Task to carry out
Output exactly the lines that run from the line with "Locate every instance of the white suv" to the end of the material, both ends included, and no other lines.

[Photo-based point labeling data]
☆ ☆ ☆

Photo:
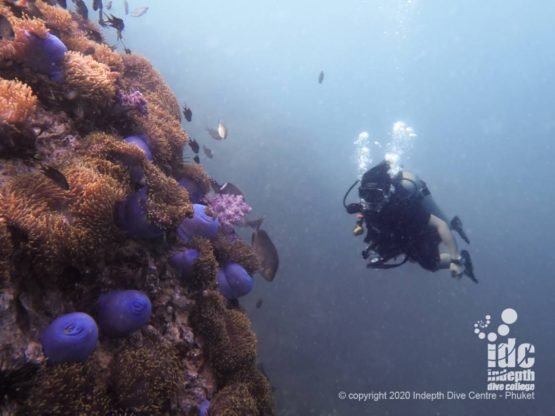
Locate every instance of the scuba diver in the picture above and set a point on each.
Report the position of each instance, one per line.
(402, 219)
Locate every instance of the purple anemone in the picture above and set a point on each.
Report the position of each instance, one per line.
(234, 281)
(121, 312)
(201, 225)
(203, 408)
(193, 189)
(46, 55)
(131, 217)
(70, 338)
(183, 262)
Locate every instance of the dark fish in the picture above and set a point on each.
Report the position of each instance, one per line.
(194, 145)
(254, 223)
(226, 188)
(89, 51)
(187, 113)
(207, 152)
(115, 22)
(6, 30)
(138, 12)
(213, 133)
(266, 252)
(56, 176)
(81, 8)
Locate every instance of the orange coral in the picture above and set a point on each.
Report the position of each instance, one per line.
(168, 203)
(17, 101)
(33, 206)
(100, 52)
(237, 252)
(90, 79)
(229, 339)
(6, 250)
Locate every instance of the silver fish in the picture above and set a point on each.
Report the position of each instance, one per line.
(139, 11)
(222, 130)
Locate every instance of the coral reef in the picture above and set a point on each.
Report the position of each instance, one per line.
(101, 216)
(121, 312)
(70, 338)
(68, 389)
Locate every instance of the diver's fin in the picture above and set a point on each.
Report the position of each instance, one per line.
(456, 224)
(468, 266)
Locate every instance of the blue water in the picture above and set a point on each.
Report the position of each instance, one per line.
(476, 82)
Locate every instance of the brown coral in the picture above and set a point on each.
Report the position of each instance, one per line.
(238, 252)
(162, 124)
(168, 203)
(6, 250)
(17, 101)
(145, 379)
(90, 79)
(229, 340)
(234, 400)
(68, 389)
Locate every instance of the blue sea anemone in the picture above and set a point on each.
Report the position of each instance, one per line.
(193, 189)
(46, 55)
(121, 312)
(234, 281)
(70, 338)
(201, 225)
(203, 408)
(131, 217)
(141, 143)
(183, 262)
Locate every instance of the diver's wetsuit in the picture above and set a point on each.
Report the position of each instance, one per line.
(402, 225)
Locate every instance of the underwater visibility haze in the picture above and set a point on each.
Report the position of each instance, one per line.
(291, 102)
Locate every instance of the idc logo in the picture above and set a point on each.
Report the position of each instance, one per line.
(509, 363)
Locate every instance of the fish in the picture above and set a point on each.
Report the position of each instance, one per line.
(194, 145)
(226, 188)
(207, 152)
(266, 252)
(187, 113)
(6, 30)
(138, 12)
(222, 130)
(81, 9)
(55, 175)
(213, 133)
(116, 23)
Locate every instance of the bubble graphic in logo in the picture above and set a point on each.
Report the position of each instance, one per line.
(509, 316)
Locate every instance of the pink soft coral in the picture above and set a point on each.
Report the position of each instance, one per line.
(229, 209)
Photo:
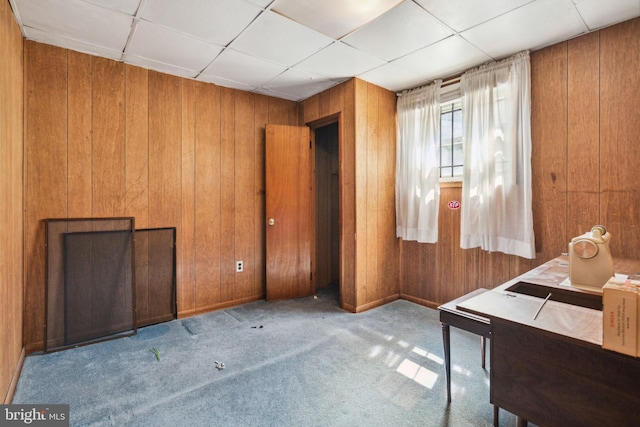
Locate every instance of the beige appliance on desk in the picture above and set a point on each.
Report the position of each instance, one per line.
(590, 262)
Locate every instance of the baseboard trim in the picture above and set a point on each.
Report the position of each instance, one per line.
(420, 301)
(377, 303)
(14, 379)
(214, 307)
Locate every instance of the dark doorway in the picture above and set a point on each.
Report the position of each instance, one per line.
(327, 188)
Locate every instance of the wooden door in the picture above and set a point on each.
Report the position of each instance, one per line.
(289, 212)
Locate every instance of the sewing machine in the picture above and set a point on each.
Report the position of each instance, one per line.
(590, 262)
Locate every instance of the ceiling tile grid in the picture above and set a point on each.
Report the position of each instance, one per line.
(293, 49)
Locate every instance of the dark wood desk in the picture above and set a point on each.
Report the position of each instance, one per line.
(451, 316)
(550, 368)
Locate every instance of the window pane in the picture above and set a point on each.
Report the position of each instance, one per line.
(445, 128)
(458, 154)
(445, 156)
(457, 124)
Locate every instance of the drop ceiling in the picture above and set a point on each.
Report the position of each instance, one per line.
(293, 49)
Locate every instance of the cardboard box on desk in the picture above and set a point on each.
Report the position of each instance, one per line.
(620, 305)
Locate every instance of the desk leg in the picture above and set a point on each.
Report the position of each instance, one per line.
(446, 340)
(483, 346)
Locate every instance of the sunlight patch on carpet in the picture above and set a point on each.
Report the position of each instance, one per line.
(417, 373)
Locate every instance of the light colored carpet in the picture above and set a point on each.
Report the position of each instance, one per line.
(301, 362)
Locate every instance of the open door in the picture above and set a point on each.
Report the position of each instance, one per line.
(289, 212)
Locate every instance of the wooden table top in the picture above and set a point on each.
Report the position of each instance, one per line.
(568, 320)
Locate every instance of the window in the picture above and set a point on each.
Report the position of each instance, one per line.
(451, 140)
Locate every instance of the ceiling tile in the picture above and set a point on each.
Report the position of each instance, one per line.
(533, 26)
(240, 67)
(161, 44)
(454, 55)
(464, 14)
(159, 66)
(129, 7)
(402, 30)
(298, 85)
(393, 77)
(218, 21)
(597, 16)
(335, 18)
(340, 61)
(78, 20)
(226, 82)
(79, 46)
(278, 39)
(262, 3)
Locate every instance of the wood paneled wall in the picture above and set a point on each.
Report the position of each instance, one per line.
(107, 139)
(585, 132)
(369, 250)
(11, 195)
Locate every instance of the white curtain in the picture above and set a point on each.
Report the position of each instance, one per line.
(496, 213)
(417, 164)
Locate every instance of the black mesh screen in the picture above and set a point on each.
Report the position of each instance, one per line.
(155, 275)
(90, 293)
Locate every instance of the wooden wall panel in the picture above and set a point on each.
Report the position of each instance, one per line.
(165, 151)
(11, 198)
(388, 244)
(347, 155)
(619, 136)
(45, 160)
(137, 145)
(367, 171)
(186, 233)
(228, 194)
(245, 184)
(549, 152)
(583, 134)
(369, 261)
(583, 162)
(108, 161)
(208, 232)
(80, 132)
(261, 118)
(169, 151)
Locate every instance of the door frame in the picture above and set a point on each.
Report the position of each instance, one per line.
(313, 125)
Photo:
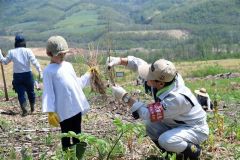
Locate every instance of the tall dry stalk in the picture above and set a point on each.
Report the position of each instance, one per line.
(97, 84)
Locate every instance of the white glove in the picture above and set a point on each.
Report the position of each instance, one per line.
(118, 92)
(113, 61)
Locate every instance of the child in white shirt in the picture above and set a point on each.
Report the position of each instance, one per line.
(63, 97)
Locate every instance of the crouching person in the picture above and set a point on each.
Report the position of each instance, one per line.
(175, 124)
(63, 98)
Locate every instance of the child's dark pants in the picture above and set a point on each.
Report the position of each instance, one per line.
(71, 124)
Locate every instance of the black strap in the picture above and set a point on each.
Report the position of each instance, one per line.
(188, 99)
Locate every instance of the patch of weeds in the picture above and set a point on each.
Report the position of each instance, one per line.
(49, 139)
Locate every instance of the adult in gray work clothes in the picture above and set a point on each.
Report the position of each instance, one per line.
(175, 124)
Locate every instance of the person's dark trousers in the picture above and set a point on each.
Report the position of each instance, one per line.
(24, 82)
(71, 124)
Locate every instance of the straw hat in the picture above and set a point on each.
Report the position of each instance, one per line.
(202, 92)
(162, 70)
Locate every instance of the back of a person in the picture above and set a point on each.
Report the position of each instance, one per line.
(66, 89)
(184, 102)
(20, 58)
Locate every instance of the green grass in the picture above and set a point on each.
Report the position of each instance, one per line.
(220, 89)
(210, 70)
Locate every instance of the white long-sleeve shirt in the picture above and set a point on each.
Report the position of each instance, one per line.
(22, 58)
(62, 91)
(180, 105)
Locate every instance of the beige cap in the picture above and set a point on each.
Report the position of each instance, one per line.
(161, 70)
(201, 92)
(56, 45)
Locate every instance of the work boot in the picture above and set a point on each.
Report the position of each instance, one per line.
(32, 107)
(192, 152)
(24, 110)
(80, 149)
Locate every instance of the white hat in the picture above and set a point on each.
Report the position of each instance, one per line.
(56, 45)
(201, 92)
(161, 70)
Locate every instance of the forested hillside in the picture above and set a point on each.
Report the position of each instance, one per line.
(170, 28)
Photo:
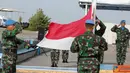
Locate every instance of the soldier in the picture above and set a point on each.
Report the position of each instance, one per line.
(100, 33)
(55, 57)
(121, 41)
(65, 55)
(87, 46)
(10, 44)
(55, 54)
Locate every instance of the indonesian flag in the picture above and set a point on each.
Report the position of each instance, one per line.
(61, 36)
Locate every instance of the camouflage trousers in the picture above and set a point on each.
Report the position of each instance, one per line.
(55, 54)
(121, 49)
(101, 57)
(65, 54)
(88, 65)
(9, 58)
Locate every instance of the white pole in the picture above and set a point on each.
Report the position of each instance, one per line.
(86, 9)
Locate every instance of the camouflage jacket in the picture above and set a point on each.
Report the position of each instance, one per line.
(122, 35)
(102, 29)
(9, 38)
(88, 44)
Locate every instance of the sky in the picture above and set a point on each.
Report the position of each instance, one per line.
(61, 11)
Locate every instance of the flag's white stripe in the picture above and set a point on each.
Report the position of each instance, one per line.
(61, 44)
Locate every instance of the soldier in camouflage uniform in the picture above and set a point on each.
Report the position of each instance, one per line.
(100, 33)
(65, 55)
(121, 41)
(55, 54)
(55, 57)
(87, 46)
(10, 44)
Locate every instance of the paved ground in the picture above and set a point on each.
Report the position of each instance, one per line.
(43, 60)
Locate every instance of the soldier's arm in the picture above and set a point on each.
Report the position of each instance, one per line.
(102, 29)
(9, 33)
(19, 41)
(103, 44)
(74, 47)
(114, 28)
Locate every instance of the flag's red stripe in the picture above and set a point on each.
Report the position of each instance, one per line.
(59, 31)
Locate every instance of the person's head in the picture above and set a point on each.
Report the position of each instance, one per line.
(10, 24)
(89, 25)
(123, 23)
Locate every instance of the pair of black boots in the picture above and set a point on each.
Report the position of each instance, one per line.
(55, 65)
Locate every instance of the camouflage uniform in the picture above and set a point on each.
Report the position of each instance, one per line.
(87, 46)
(100, 33)
(10, 44)
(55, 56)
(65, 55)
(121, 43)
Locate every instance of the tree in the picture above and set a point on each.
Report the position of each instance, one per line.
(38, 20)
(20, 19)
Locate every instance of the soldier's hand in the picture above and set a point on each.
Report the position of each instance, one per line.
(97, 21)
(118, 25)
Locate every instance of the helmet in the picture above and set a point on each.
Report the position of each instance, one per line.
(91, 22)
(10, 22)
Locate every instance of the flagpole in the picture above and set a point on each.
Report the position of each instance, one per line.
(94, 2)
(86, 9)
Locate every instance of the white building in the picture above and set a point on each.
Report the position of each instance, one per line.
(109, 35)
(108, 5)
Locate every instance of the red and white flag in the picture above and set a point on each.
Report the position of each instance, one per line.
(61, 36)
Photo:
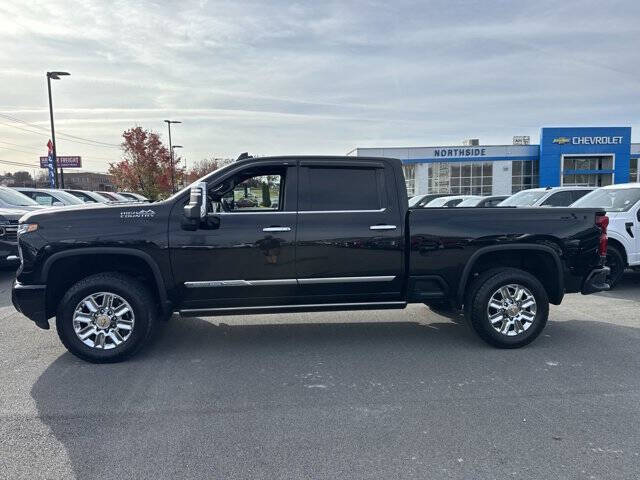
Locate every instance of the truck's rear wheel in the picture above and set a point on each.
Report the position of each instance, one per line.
(508, 308)
(105, 317)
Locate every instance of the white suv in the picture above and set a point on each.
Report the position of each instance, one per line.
(546, 197)
(622, 204)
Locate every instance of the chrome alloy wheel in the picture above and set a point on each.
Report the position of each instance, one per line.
(103, 320)
(511, 310)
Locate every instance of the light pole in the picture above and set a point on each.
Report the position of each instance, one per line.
(173, 179)
(173, 156)
(54, 76)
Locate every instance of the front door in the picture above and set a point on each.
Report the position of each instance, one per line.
(350, 231)
(244, 253)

☆ ☆ ☆

Result of this task
Locate every instance of the white suv in the picture above and set a point on each.
Report the position of each instance, one per line.
(546, 197)
(622, 204)
Locate every instance of the chrome alloy wheel in the picture above and set a point on each.
Report the position of each instance, one per line.
(103, 320)
(511, 310)
Locate every instance of the light pole in the picture above and set a point on each.
Report the position of each instance, one per line.
(173, 179)
(173, 156)
(54, 76)
Locate every instance of the front door in the picture above and set a point on each.
Report the position of each instance, one per line.
(350, 231)
(244, 253)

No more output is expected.